> Prompt A:
Copy out the records from the line with "like x=292 y=644." to the line with "x=190 y=683", with both of those lines included.

> Passage to read:
# Windshield Scratch, Haze and Etching Repair for $1.99 !!



## DrVette (Dec 6, 2011)

I etched my windshield on my "12 ECO using "Driveway Cleaner" and a scrub brush in an attempt to remove bugs.
[ Later, a litmus paper test yielded the stuff was above PH-14!]

The etch was severe, visible day or night and distracting.
Ugly was an understatement, you could see it from outside the car as well as from the inside..

Phone calls to two dealers and a couple of Glass shops were the same, "New Windshield Needed"

A chance question at Autozone yielded the solution.

A product called "Windshield Clean and Prep Kit" .42 oz, by AGS of Muskegon Mi for $1.99 fixed the problem.
UPC Code 7714601512 , Autozone Part Number: WCP-1A

AGS/.42 oz. windshield clean and prep kit (WCP-1A) | Glass Cleaner | AutoZone.com

When the guy said it had a white powder, I remembered a product from the Eastwood Company called Cerium Oxide Windshield Polish.

The little flat package is yellow, about 2 x 3" and has a oval sponge inside, add water and make small oval motions.
In less than 10 minutes I had my windshield sparkling like NEW!

I feel sure it will work for light scratches and wiper hazing as this is a super-fine abrasive product. 

I suggest anyone attempting this to clean first, de-tar with Acetone etc and remove other outstanding debris with a razor..

It is NOT advertised to have the ability I have mentioned previously.

Deeply scratched windshields may require the Eastwood Repair Kit to remove deeply ingrained damage.
Pro Glass Polishing Kit
Using the Cerium Oxide is messy, also when using power tools, and you must be EXACT on the coverage or distorted vision from waves in the glass will occur.

Kudos to Autozone for having this product.

Hope this helps
Rusty Wrench
aka DrVette


----------



## CruzeTech (Mar 23, 2012)

These windshields are extremely soft. I took one trip up to the mountains, and its sandblasted beyond belief. The hood and the front bumper didnt fare well either. Less than 500 miles on the car, and it makes me ill to think about it. I will run to Autozone in the morning and get some of this, see if helps with my light sand sparkles.


----------



## XtremeRevolution (Jan 19, 2012)

CruzeTech said:


> These windshields are extremely soft. I took one trip up to the mountains, and its sandblasted beyond belief. The hood and the front bumper didnt fare well either. Less than 500 miles on the car, and it makes me ill to think about it. I will run to Autozone in the morning and get some of this, see if helps with my light sand sparkles.


Sounds like you need a front bra for that kind of driving. What did you drive through? 

Sent from my Bulletproof_Doubleshot using AutoGuide.Com Free App


----------



## CruzeTech (Mar 23, 2012)

If they made a OEM Bra for it, I would buy one. I havent seen one. Although I plan on getting it fixed and getting a new windshield. As soon as I can find a place that will install some ClearPlex around here, I will get it done. Currently, the only place that installs ClearPlex is about 200 miles away, and in the same direction I had to go that damaged my windshield in the first place.

> Supplied entries:

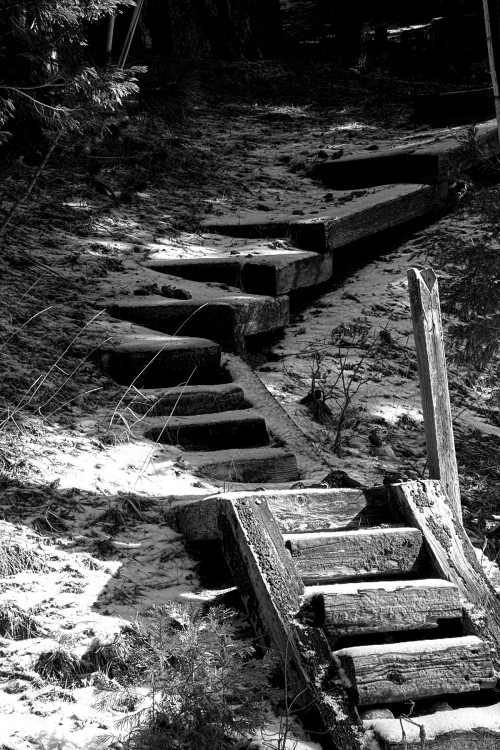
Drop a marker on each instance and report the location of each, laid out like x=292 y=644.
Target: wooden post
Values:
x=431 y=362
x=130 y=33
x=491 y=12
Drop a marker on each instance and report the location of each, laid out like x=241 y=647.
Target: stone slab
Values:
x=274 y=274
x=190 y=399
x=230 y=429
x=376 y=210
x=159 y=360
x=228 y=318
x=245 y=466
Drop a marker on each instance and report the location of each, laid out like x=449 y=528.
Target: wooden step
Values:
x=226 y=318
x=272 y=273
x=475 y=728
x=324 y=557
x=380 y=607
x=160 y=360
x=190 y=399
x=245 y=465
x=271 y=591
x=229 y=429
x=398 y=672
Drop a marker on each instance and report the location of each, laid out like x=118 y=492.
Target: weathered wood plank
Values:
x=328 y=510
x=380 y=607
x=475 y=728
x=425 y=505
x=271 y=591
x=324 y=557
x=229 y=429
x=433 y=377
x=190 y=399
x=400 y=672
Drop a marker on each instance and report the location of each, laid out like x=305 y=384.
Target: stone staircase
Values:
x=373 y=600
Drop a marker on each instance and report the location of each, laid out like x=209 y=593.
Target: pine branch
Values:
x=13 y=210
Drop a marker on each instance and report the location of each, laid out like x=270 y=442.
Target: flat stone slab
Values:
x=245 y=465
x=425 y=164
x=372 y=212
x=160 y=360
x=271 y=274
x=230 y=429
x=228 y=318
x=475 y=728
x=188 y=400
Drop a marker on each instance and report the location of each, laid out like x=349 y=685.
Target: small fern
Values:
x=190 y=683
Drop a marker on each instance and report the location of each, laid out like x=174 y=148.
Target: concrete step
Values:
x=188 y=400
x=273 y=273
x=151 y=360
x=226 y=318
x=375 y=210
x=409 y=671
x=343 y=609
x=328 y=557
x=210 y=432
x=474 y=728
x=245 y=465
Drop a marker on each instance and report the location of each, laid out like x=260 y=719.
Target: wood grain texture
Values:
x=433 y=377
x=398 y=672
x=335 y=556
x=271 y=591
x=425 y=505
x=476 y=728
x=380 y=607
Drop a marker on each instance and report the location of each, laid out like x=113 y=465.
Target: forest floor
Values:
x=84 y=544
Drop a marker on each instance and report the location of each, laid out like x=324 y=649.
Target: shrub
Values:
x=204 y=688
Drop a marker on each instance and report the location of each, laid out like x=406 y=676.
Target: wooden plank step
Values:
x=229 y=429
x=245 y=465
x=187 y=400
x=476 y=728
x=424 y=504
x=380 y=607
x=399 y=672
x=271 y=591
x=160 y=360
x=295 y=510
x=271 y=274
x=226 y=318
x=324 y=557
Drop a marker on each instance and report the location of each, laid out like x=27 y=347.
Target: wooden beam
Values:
--
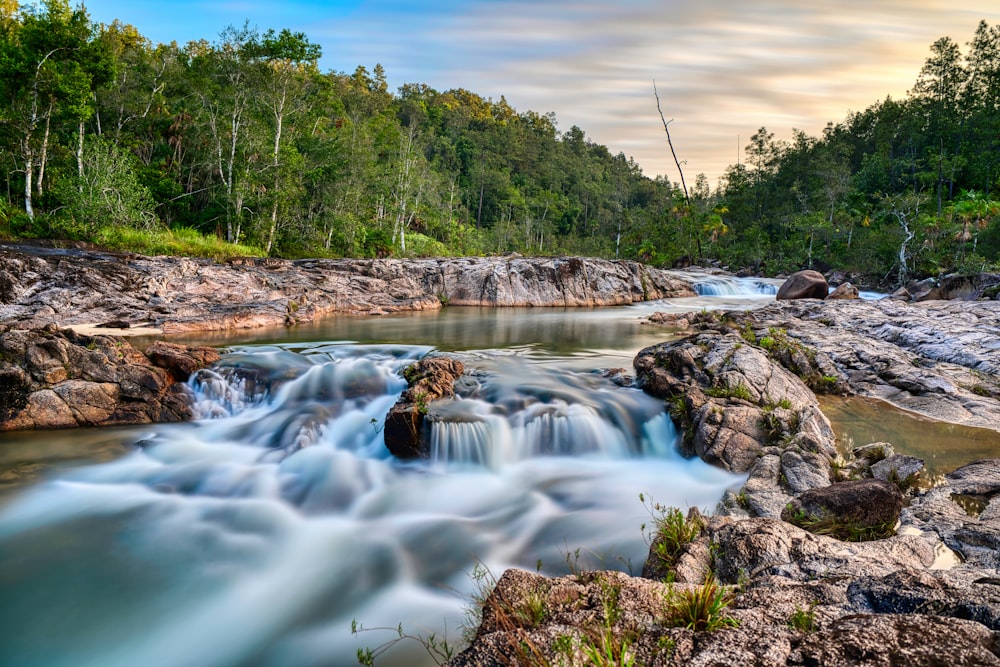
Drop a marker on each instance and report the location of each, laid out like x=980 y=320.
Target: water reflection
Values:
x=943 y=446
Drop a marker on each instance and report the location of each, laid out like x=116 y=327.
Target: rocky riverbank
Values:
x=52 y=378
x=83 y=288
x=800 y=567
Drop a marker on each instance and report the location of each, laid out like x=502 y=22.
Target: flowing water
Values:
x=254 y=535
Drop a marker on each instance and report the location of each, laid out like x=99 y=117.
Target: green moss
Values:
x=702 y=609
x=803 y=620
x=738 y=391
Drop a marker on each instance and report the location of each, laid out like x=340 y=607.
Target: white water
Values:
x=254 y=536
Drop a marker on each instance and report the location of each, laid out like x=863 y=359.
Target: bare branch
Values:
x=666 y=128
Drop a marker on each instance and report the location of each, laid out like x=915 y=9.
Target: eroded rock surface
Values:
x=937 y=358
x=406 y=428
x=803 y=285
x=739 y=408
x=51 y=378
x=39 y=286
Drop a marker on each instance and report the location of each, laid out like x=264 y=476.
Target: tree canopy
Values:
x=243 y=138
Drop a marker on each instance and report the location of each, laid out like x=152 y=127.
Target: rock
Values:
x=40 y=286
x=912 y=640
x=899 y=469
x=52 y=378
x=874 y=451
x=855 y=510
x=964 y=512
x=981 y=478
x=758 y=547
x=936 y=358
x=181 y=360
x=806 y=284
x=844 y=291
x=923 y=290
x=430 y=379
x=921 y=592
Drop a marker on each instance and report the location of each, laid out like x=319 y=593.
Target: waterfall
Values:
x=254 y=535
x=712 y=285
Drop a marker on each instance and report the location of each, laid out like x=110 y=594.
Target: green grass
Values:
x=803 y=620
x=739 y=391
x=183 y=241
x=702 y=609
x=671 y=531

> Prompt B:
List the usernames that appear in the headings of the posts in the windshield repair thread, giving each name once.

> Written solution A:
Drop a marker on each instance and report the location of each, laid out like x=292 y=644.
Target: wooden post
Values:
x=431 y=362
x=130 y=33
x=491 y=12
Drop a marker on each instance and report the location of each, laid out like x=241 y=647.
Target: stone slab
Values:
x=274 y=274
x=190 y=399
x=230 y=429
x=376 y=210
x=159 y=360
x=228 y=318
x=245 y=466
Drop a marker on each instance and report the location of each, laid out like x=449 y=528.
Target: wooden step
Values:
x=226 y=318
x=272 y=273
x=475 y=728
x=324 y=557
x=380 y=607
x=160 y=360
x=190 y=399
x=245 y=465
x=271 y=591
x=229 y=429
x=398 y=672
Drop a marker on each instance and report the location of each, laid out like x=118 y=492.
Target: weathered wood plank
Values:
x=328 y=510
x=380 y=607
x=475 y=728
x=425 y=505
x=271 y=591
x=324 y=557
x=229 y=429
x=433 y=377
x=190 y=399
x=400 y=672
Drop a marker on each instance and report the location of each, laid out like x=305 y=384.
Target: stone staircase
Values:
x=373 y=600
Drop a marker on each instance and report the location of each, laid out like x=209 y=593.
Target: pine branch
Values:
x=13 y=210
Drop a marker on each instance and report the location of each, laid out like x=270 y=442.
Target: flat stone slab
Values:
x=245 y=465
x=425 y=164
x=372 y=212
x=160 y=360
x=271 y=274
x=230 y=429
x=228 y=318
x=475 y=728
x=188 y=400
Drop a marker on each instance and report the location of each, laid out like x=349 y=685.
Target: small fern
Values:
x=190 y=683

> Written solution B:
DrVette
CruzeTech
XtremeRevolution